#### What the task requires
Give back the entries in full, exactly as they are written.

Point-per-instance localization data:
========

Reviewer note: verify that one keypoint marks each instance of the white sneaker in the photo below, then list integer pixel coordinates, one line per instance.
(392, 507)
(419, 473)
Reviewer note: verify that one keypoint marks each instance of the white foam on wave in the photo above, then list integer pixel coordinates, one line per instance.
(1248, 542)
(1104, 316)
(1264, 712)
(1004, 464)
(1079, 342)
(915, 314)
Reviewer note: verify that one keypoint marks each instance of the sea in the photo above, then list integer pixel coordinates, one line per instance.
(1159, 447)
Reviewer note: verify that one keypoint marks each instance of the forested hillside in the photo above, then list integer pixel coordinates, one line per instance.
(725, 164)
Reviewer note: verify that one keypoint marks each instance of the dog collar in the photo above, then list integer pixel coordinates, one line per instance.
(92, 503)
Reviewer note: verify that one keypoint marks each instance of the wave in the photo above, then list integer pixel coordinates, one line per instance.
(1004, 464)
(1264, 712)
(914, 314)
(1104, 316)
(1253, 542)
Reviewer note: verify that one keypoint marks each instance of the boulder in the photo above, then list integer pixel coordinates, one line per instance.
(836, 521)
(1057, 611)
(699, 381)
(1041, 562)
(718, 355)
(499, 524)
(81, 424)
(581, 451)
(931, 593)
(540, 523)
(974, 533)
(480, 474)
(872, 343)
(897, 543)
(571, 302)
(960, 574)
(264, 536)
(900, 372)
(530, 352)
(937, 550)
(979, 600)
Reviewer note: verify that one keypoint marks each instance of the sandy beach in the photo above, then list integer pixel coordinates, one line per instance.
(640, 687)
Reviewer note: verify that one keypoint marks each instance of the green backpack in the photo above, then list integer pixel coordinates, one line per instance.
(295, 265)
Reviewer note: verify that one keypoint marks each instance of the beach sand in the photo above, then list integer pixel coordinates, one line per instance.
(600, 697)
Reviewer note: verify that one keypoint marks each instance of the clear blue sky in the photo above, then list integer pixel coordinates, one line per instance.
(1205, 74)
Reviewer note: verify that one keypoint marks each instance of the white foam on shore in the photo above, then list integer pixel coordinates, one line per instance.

========

#### Response box
Reviewer note: verify that one keypoint marks each instance of the white sneaker in the photo below, then list integer pixel coordinates, one line per instance.
(392, 507)
(419, 473)
Reviewer note: verify that one keypoint marks each instance of the white foam on wave in the photo above, then list integer pixel coordinates, one line per instance.
(1248, 542)
(1104, 316)
(1264, 712)
(1004, 464)
(1079, 342)
(915, 314)
Reviewer note: verify that one keypoint marks each instance of the sea in the photo above, then list integer pixel coordinates, one line per instance.
(1159, 447)
Reviewer note: verify that one keypoint marks each instance of the forested hillside in the photo above, then list integer pixel coordinates, one line per instance.
(725, 164)
Reviewer note: verify that one keypoint marks each instance of the dog collar in the photo above, then list integer pixel coordinates, one line per instance.
(92, 503)
Reviewer note: verify that one keypoint marks each instance of the wave in the photo above, then list integer pixel coordinates, one line per instance.
(1004, 464)
(1264, 712)
(914, 314)
(1104, 316)
(1253, 542)
Reviewer note: verify that one keypoint marks each instance of the boulder in the photo above, then list integer pixel coordinates, one line per instance.
(836, 521)
(1057, 611)
(699, 381)
(1041, 562)
(718, 355)
(499, 524)
(81, 424)
(581, 451)
(931, 593)
(540, 523)
(974, 533)
(480, 474)
(872, 343)
(897, 543)
(571, 302)
(960, 574)
(264, 536)
(900, 372)
(530, 352)
(937, 550)
(979, 600)
Reviewer note: verify that one keypoint marks each instance of the sandy beach in the photo above, then list integer pixel coordinates, one line per instance.
(640, 687)
Reviewer note: verify that one keypoint marks each instance of the green backpack in the photo above, then list integer pixel coordinates, one line per instance.
(295, 265)
Reviewer note: verify that one keypoint marks each instance of the beach sand in the photo above, then list integer pixel coordinates, one line per instance.
(600, 697)
Reviewer note: verify that one keypoint marks each instance of the clear blue sky in the photo above, then list integer pixel coordinates, one line per instance.
(1205, 74)
Reviewer note: verify that one keypoint marks each instance of the white foam on shore in the photo above, then list integer pixel coordinates, one line per instance.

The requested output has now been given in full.